Опыт Германии, Англии, Франции доказал, что предотвратить крах можно лишь с помощью государственного регулирования экономики. И меньшевики, и эсеры как правительственные партии, продолжал Милютин, «старались путем ряда уступок войти в соглашение с буржуазией, заставить ее пойти по западноевропейскому пути…» Но те меры, которые строились не на инициативе и самодеятельности самих трудящихся, оказались лишь бюрократическими «подновленными проектами старого режима». В итоге у правительства не оказалось «никакой системы, которая дала бы возможность бороться с экономическим кризисом»
[762]
.
Главный вывод Милютина: экономическое положение России требует «революционных экономических мероприятий». Это доказывала сама жизнь, ибо в тех местах, где явочным порядком вводился рабочий контроль, он оказывался действенным средством «в борьбе с разрухой, и там… положение действительно улучшалось». Было бы целесообразным привлекать в органы контроля «инженеров, а в некоторых отраслях даже предпринимателей». Но этому мешает саботаж с их стороны. Аналогичная ситуация в деревне. «Когда мы, – говорил Милютин, – выставили лозунг захвата земель, для нас совершенно ясно было, что помещики будут саботировать… Нас ругали демагогами. Но вот пример: в Поволжье, где был широко проведен захват земель, в то время как у помещиков более 50 % земель осталось незасеянными, у крестьян посевная площадь увеличилась на 20 %». И это тоже убеждает, что «только государственная власть, опирающаяся на рабочих и народные массы, сможет справиться с экономическим развалом»
[763]
.
Взвешенный доклад Милютина бурных прений не вызвал и разговор пошел по существу. Харитонов говорил о том, что принципиальная оценка всего арсенала средств государственного регулирования экономики, испробованного на Западе – национализации, прогрессивного подоходного налога, частичного изъятия прибылей капиталистов, всеобщей трудовой повинности и т. д. – зависит от того, в чьих руках находится власть и кем они вводятся: «если пролетариатом – это мера социалистическая, если буржуазией – это каторжные цепи для рабочего класса». Ломов предупреждал от возможных иллюзий, будто рабочий контроль – не во всероссийском масштабе, – а «на отдельных фабриках может привести к улучшению положения». И в этой связи Валерьян Осинский вообще усомнился в целесообразности – до взятия власти – лозунга контроля, а Артем Сергеев – требования всеобщей трудовой повинности
[764]
. Большевик-экономист Дмитрий Боголепов отметил, что инфляция, при существующей государственной монополии на хлебную торговлю, «превращает крестьян поголовно в спекулянтов. При этой системе в центральных губерниях голод может наступить даже в урожайный год». А это «может привести не только к голодным бунтам, но и к полной анархии – голодной революции». И в такой экстремальной ситуации, с которой правительство явно не справится, «необходим решительный план, вплоть до введения голодного коммунизма»

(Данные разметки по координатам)
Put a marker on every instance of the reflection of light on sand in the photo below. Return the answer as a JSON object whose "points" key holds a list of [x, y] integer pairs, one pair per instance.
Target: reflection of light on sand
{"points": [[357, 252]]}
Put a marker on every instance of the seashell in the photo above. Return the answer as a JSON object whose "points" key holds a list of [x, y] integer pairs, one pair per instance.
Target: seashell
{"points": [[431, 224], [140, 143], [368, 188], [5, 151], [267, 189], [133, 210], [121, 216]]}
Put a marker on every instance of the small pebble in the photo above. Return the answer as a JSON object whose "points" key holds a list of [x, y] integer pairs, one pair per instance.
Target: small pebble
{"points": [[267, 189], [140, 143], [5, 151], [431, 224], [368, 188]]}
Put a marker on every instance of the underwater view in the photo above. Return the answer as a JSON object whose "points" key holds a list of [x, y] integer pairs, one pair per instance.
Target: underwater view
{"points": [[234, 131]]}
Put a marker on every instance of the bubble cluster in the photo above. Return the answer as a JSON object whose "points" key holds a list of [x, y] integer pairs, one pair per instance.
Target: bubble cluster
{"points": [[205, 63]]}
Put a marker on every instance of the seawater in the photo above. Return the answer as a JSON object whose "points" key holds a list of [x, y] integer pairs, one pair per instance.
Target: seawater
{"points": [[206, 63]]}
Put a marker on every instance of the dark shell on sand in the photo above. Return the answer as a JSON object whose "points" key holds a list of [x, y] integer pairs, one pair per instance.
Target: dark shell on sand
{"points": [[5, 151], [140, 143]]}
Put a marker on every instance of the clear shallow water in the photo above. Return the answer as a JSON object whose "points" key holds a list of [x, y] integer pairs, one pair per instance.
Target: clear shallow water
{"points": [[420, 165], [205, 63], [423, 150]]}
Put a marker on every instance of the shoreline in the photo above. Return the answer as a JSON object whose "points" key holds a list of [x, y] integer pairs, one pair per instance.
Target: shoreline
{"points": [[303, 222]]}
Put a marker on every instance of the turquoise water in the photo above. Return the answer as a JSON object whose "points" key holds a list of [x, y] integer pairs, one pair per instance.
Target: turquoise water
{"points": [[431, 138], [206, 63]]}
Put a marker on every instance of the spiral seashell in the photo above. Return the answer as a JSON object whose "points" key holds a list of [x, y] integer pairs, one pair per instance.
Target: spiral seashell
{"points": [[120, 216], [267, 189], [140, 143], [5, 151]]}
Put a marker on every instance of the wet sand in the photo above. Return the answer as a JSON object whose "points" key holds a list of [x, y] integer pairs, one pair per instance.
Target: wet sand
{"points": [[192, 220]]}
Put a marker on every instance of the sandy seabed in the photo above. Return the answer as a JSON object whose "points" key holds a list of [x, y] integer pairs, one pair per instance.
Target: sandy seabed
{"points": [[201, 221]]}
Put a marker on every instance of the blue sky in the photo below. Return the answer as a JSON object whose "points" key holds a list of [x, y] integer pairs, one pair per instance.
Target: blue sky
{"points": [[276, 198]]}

Задания.
A) Ответьте на вопросы по отрывку о докладе Милютина, отмечая ответы так же, как вопросы:
(i) На сколько процентов, по примеру Милютина, увеличилась посевная площадь у крестьян в Поволжье?
(ii) Кто усомнился в целесообразности лозунга контроля до взятия власти?
(iii) Кем, по словам Боголепова, инфляция делает крестьян?
B) Определите, согласуются ли утверждения с отрывком о докладе Милютина. Для каждого ответьте «да» или «нет» и приведите решающие слова отрывка.
(i) Доклад Милютина вызвал бурные прения.
(ii) В Поволжье у помещиков осталось незасеянными более половины земель.
(iii) Артем Сергеев усомнился в требовании всеобщей трудовой повинности.
C) Продолжите, пожалуйста, отрывок о докладе Милютина после его последнего предложения.
Строки для этой работы не понадобятся.

Итоги работы.
A)
(i) На 20 %.
(ii) Валерьян Осинский.
(iii) Поголовно спекулянтами.

B)
(i) Нет: «Взвешенный доклад Милютина бурных прений не вызвал».
(ii) Да: «у помещиков более 50 % земель осталось незасеянными».
(iii) Да: «а Артем Сергеев – требования всеобщей трудовой повинности».

C)
[765]
.
Разброс мнений и оценок был достаточно широким. Но необходимость единства была осознана. И оно складывалось в ходе свободного обмена мнениями. Резолюцию, определявшую требования и детальные меры, необходимые для предотвращения общенациональной экономической катастрофы, приняли 102 голосами при двух воздержавшихся. Точно так же 3 августа, на последнем, 15-м заседании, всеми голосами при четырех воздержавшихся приняли выработанную комиссией резолюцию «О политическом положении».
Ее компромиссный характер был очевиден. Но это был «здоровый» компромисс. В 8-й пункт включили фрагмент резолюции Московской областной конференции о необходимости расширения влияния и защиты всех массовых организаций – и прежде всего Советов – от посягательств контрреволюции, который нисколько не противоречил ленинским тезисам. В конце резолюции указывалось, что пролетариат «должен направить все усилия на организацию и подготовку сил [слова: «к решительному бою», которые были в тезисах, сняли – В.Л.] к моменту, когда общенациональный кризис и глубокий массовый подъем создадут благоприятные условия для [слов «такого боя» – нет. – В.Л.] перехода бедноты города и деревни на сторону рабочих – против буржуазии… Задачей этих революционных классов явится тогда напряжение всех сил для взятия государственной власти в свои руки…»
[766]
.
Слово «бой» осталось в другой фразе: «Пролетариат не должен поддаваться на провокацию контрреволюции, которая очень желала бы в данный момент вызвать его на преждевременный бой». И когда Юренев из цензурных соображений предложил и в этом месте заменить слово «бой» на «выступление», Сталин ответил ему: «Съезд не может исходить из “криминальности” того или иного выражения. Если мы заменим слово “бой” словом “выступление”, то создастся впечатление, будто мы отказываемся от всяких выступлений (демонстраций, стачек и т. д.)…»
[767]
.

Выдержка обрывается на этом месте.